§ **LISTING**
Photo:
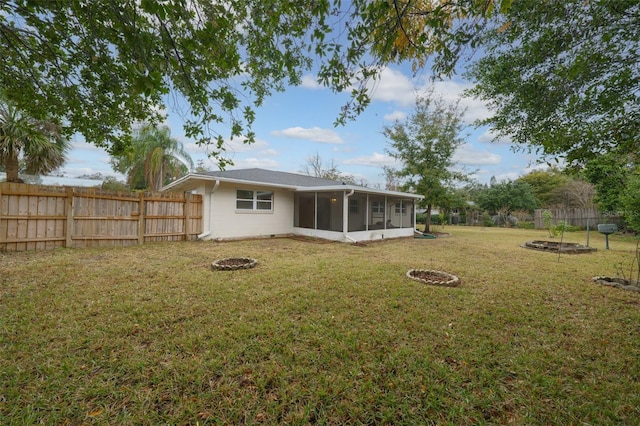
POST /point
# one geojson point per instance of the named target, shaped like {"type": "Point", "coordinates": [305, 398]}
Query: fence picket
{"type": "Point", "coordinates": [38, 217]}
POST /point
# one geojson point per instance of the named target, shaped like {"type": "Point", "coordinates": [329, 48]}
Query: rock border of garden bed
{"type": "Point", "coordinates": [448, 280]}
{"type": "Point", "coordinates": [233, 263]}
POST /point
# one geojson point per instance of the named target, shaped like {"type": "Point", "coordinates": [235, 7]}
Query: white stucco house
{"type": "Point", "coordinates": [249, 203]}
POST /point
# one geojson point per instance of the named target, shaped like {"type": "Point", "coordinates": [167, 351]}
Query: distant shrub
{"type": "Point", "coordinates": [487, 220]}
{"type": "Point", "coordinates": [557, 228]}
{"type": "Point", "coordinates": [526, 225]}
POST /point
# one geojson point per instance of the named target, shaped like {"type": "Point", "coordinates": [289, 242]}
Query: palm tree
{"type": "Point", "coordinates": [155, 158]}
{"type": "Point", "coordinates": [37, 144]}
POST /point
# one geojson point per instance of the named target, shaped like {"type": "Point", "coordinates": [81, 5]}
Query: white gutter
{"type": "Point", "coordinates": [205, 234]}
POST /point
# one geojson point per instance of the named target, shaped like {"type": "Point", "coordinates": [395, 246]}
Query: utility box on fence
{"type": "Point", "coordinates": [606, 229]}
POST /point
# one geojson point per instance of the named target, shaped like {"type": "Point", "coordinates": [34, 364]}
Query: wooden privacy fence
{"type": "Point", "coordinates": [37, 217]}
{"type": "Point", "coordinates": [574, 217]}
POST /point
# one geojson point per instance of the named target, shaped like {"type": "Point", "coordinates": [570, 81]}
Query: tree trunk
{"type": "Point", "coordinates": [11, 168]}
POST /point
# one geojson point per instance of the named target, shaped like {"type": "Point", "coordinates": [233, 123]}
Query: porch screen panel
{"type": "Point", "coordinates": [376, 212]}
{"type": "Point", "coordinates": [304, 210]}
{"type": "Point", "coordinates": [407, 216]}
{"type": "Point", "coordinates": [329, 211]}
{"type": "Point", "coordinates": [357, 212]}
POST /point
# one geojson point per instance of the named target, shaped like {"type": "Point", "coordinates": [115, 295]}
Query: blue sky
{"type": "Point", "coordinates": [298, 123]}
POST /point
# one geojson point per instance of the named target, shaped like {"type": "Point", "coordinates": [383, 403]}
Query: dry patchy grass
{"type": "Point", "coordinates": [319, 333]}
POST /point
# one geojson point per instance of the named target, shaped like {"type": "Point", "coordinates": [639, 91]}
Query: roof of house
{"type": "Point", "coordinates": [273, 178]}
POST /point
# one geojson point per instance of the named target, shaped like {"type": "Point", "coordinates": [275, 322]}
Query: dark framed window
{"type": "Point", "coordinates": [254, 200]}
{"type": "Point", "coordinates": [354, 206]}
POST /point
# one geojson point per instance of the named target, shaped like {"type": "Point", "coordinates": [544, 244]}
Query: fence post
{"type": "Point", "coordinates": [141, 219]}
{"type": "Point", "coordinates": [69, 227]}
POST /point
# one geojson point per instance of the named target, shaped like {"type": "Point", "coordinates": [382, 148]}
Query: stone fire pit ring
{"type": "Point", "coordinates": [433, 277]}
{"type": "Point", "coordinates": [233, 264]}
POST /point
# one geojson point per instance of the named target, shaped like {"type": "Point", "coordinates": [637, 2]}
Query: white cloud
{"type": "Point", "coordinates": [451, 91]}
{"type": "Point", "coordinates": [314, 134]}
{"type": "Point", "coordinates": [231, 146]}
{"type": "Point", "coordinates": [375, 160]}
{"type": "Point", "coordinates": [395, 116]}
{"type": "Point", "coordinates": [252, 162]}
{"type": "Point", "coordinates": [393, 86]}
{"type": "Point", "coordinates": [468, 155]}
{"type": "Point", "coordinates": [489, 136]}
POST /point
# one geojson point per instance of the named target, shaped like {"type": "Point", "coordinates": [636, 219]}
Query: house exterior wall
{"type": "Point", "coordinates": [224, 221]}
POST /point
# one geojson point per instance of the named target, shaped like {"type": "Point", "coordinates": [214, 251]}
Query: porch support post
{"type": "Point", "coordinates": [415, 224]}
{"type": "Point", "coordinates": [345, 212]}
{"type": "Point", "coordinates": [367, 214]}
{"type": "Point", "coordinates": [385, 212]}
{"type": "Point", "coordinates": [315, 210]}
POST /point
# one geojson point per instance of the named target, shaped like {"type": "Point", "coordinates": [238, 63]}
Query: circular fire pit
{"type": "Point", "coordinates": [233, 264]}
{"type": "Point", "coordinates": [430, 276]}
{"type": "Point", "coordinates": [555, 246]}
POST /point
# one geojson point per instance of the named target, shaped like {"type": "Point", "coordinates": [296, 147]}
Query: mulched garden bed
{"type": "Point", "coordinates": [233, 264]}
{"type": "Point", "coordinates": [430, 276]}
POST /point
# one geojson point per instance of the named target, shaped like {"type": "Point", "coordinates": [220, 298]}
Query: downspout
{"type": "Point", "coordinates": [345, 216]}
{"type": "Point", "coordinates": [205, 234]}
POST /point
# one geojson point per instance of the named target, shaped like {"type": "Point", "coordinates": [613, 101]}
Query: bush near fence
{"type": "Point", "coordinates": [39, 217]}
{"type": "Point", "coordinates": [580, 217]}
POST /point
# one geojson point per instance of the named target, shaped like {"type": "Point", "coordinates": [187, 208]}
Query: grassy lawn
{"type": "Point", "coordinates": [320, 333]}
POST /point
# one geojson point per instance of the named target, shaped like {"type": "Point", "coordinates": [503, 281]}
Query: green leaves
{"type": "Point", "coordinates": [425, 145]}
{"type": "Point", "coordinates": [562, 76]}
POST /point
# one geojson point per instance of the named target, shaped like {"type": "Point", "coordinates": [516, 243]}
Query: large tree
{"type": "Point", "coordinates": [153, 159]}
{"type": "Point", "coordinates": [504, 198]}
{"type": "Point", "coordinates": [548, 186]}
{"type": "Point", "coordinates": [562, 76]}
{"type": "Point", "coordinates": [97, 67]}
{"type": "Point", "coordinates": [36, 144]}
{"type": "Point", "coordinates": [425, 144]}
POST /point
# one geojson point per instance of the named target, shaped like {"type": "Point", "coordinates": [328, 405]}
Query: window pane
{"type": "Point", "coordinates": [265, 196]}
{"type": "Point", "coordinates": [244, 195]}
{"type": "Point", "coordinates": [245, 205]}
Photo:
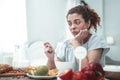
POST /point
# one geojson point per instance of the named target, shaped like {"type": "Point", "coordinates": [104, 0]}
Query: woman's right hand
{"type": "Point", "coordinates": [49, 51]}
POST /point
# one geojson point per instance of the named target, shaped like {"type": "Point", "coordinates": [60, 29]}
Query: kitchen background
{"type": "Point", "coordinates": [27, 21]}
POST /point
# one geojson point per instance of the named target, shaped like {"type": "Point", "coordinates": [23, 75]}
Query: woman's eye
{"type": "Point", "coordinates": [69, 23]}
{"type": "Point", "coordinates": [77, 22]}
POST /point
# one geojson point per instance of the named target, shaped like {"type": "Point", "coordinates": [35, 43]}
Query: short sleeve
{"type": "Point", "coordinates": [96, 42]}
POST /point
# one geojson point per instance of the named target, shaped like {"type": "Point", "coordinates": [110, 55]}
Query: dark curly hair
{"type": "Point", "coordinates": [87, 14]}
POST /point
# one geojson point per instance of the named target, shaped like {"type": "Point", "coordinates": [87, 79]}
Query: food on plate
{"type": "Point", "coordinates": [5, 68]}
{"type": "Point", "coordinates": [67, 75]}
{"type": "Point", "coordinates": [39, 71]}
{"type": "Point", "coordinates": [92, 71]}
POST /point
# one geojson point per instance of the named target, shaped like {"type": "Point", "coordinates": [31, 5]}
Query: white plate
{"type": "Point", "coordinates": [41, 77]}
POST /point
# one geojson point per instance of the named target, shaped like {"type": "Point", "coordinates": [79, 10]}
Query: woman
{"type": "Point", "coordinates": [81, 19]}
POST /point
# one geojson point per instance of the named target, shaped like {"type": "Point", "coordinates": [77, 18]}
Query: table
{"type": "Point", "coordinates": [25, 78]}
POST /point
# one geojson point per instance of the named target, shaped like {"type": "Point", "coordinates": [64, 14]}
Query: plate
{"type": "Point", "coordinates": [41, 77]}
{"type": "Point", "coordinates": [113, 68]}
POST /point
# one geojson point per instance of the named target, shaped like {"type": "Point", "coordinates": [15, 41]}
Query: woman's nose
{"type": "Point", "coordinates": [72, 27]}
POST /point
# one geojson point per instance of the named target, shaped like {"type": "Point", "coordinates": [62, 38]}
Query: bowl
{"type": "Point", "coordinates": [63, 66]}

§ **EXERCISE GOAL**
Display every line in the records above that contains the string "dark", treating uppercase and lowercase as different.

§ **EXPECTED OUTPUT**
Query: dark framed window
Query: dark curly hair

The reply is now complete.